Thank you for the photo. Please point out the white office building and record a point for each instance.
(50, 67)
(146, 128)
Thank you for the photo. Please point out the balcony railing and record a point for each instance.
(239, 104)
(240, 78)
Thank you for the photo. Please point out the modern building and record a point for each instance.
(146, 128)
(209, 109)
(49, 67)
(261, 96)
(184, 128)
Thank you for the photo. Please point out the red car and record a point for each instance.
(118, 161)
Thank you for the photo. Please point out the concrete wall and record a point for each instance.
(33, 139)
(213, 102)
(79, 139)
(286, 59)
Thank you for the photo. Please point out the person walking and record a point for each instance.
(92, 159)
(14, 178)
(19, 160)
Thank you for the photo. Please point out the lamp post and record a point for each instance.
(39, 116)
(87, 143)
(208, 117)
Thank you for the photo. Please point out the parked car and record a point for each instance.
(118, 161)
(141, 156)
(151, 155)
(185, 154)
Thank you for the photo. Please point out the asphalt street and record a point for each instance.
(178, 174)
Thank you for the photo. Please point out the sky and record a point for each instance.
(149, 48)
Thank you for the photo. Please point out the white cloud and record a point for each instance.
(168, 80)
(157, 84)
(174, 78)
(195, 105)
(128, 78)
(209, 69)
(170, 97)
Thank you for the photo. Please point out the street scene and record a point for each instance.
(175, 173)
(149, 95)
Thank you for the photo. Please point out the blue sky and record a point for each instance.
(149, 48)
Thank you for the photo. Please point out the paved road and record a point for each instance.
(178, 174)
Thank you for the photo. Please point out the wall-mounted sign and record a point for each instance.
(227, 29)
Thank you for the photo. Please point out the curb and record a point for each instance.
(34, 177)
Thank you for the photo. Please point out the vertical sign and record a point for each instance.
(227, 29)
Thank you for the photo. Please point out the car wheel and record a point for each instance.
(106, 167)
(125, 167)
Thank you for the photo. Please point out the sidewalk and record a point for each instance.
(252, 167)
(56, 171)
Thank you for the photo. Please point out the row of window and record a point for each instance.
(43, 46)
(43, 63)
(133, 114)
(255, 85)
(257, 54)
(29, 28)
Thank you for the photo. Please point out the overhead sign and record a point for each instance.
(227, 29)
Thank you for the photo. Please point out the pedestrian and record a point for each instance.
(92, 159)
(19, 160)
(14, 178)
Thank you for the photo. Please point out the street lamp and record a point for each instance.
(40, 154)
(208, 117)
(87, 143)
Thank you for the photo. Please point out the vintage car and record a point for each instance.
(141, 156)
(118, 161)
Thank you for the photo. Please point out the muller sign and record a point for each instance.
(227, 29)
_ _ _ _
Give back the full listing exactly as it stands above.

Thank you for the photo. Please point out the white office building and record a point for each instance.
(50, 67)
(146, 128)
Thank you for the photo. Please point out the balcony railing and record a point for each instance.
(239, 104)
(240, 78)
Thank you for the photo. Please point out the modern building and record a point for each instance.
(146, 128)
(209, 109)
(49, 67)
(261, 96)
(184, 128)
Thank you for the photo. Please point out the red car and record a point for each instance.
(118, 161)
Thank you for the photo. Please point out the concrete wall and record a point for each instance.
(33, 139)
(213, 102)
(79, 139)
(286, 59)
Thank you for the photo. Please point out the person walking and record a point for each instance.
(92, 159)
(14, 178)
(19, 160)
Thank you for the photo. Please point out the lamp post and record a point for each instance.
(39, 116)
(87, 143)
(208, 117)
Thank you for the photo. Please point out the parked car and record a point for each instance.
(118, 161)
(141, 156)
(151, 155)
(185, 154)
Thank you for the photo. Please point out the asphalt street and record a point for each instance.
(178, 174)
Thank you for the photo. Please point out the sky and record a point for each instance.
(149, 48)
Thank you for the photo. Please point out the white cloud and record a point for each instance.
(168, 80)
(157, 84)
(174, 78)
(195, 105)
(128, 78)
(209, 69)
(170, 97)
Thank you for the photo. Please point out the street scene and record a point for each instance.
(175, 173)
(149, 95)
Thank you for the photo. Please point out the blue sky and record a point for each instance.
(149, 48)
Thank you for the photo. Please point out the paved road and record a point for each instance.
(178, 174)
Thank you for the photo. Please point out the wall-mounted sign and record a point for each instance.
(227, 29)
Thank you for the photo. Please point out the curb and record a point for each instance.
(34, 177)
Thank you for the photo. Please point out the vertical sign and record a point for each instance.
(227, 29)
Thank you for the photo. Please point out the car wheel and record a point for each instance.
(106, 167)
(125, 167)
Thank you for the photo. Please point out the sidewalk and record a point for each instance.
(252, 167)
(56, 171)
Thank you for the photo. Please point out the row of window and record a point for each instance.
(43, 46)
(43, 63)
(133, 114)
(255, 85)
(257, 54)
(29, 28)
Thank you for the photo. Please point out the overhead sign and record a point for each instance.
(227, 29)
Thank you for the photo. Please point out the pedestrian and record a point for each instance.
(92, 159)
(19, 160)
(14, 178)
Thank you for the photo. Please point out the street lamp and record a point for each instance.
(40, 154)
(208, 117)
(87, 143)
Thank you for the photo. Please point out the vintage car and record a point for each instance.
(141, 156)
(118, 161)
Thank you for the photo. Please point out the muller sign and record a point for each instance.
(227, 29)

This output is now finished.